* _WORK ITEM_
From the data below, please reproduce exactly everything from the line that contains "Tag the white tile" down to the line that contains "Tag the crown", with both ends included.
--- EXTRACTED RECORDS Enclosed Below ---
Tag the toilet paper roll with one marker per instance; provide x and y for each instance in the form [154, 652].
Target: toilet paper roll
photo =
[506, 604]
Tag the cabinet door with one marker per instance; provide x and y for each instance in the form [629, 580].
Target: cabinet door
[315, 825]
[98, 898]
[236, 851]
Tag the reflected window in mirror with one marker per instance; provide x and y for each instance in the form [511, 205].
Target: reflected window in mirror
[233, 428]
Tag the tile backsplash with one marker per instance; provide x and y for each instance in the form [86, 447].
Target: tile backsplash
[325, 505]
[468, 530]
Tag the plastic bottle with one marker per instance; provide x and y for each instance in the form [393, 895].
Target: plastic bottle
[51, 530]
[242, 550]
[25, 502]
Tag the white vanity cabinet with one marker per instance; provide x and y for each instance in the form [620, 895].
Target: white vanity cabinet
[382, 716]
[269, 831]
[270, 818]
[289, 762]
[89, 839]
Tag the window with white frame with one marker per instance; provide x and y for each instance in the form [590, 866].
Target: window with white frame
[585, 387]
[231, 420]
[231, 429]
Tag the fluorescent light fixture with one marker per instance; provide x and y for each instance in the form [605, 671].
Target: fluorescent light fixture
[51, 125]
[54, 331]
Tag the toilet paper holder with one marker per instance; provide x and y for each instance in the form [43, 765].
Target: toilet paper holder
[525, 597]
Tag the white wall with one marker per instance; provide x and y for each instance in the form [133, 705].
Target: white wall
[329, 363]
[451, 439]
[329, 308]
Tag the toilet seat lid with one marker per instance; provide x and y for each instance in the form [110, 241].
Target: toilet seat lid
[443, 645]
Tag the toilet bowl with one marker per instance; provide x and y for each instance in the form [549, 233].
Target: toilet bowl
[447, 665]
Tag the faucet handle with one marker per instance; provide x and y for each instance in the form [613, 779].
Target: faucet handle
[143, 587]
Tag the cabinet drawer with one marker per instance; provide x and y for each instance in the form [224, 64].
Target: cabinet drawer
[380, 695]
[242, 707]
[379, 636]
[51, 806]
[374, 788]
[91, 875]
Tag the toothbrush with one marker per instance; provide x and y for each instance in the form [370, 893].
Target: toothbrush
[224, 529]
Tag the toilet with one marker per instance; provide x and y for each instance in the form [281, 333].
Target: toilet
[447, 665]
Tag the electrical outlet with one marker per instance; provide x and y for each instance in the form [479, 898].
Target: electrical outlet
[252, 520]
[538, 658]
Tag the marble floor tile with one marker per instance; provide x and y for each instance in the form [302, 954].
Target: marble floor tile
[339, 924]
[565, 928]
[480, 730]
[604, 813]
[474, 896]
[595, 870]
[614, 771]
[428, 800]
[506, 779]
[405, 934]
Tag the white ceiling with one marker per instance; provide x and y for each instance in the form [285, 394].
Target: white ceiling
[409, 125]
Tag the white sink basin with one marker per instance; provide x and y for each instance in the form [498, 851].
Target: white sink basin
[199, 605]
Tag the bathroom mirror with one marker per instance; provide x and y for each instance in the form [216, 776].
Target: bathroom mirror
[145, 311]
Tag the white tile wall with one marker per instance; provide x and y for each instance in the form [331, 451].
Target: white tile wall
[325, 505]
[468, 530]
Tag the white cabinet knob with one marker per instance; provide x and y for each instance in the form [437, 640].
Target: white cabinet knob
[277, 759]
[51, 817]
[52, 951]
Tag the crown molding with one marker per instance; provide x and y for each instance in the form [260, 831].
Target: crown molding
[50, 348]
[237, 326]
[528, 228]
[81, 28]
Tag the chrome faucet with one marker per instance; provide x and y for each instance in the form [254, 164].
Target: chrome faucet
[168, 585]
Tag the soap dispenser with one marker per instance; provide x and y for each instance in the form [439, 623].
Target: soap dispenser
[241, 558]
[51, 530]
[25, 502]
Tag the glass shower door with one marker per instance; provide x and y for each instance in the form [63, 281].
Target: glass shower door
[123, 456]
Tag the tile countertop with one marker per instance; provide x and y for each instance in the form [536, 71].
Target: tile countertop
--- End of Enclosed EXTRACTED RECORDS ---
* _THE COMPLETED TASK_
Tag the white tile wall with one marker per instance; provide x and y for each instance in the form [331, 451].
Target: white tile wall
[325, 505]
[468, 530]
Tag the white cabinet knob with one marker per instance; provide x and y for each instance in the form [437, 640].
Target: white cabinet knob
[277, 759]
[51, 817]
[52, 951]
Tag the crown molding with one marker per instance; provide x and y for each instance in the form [260, 831].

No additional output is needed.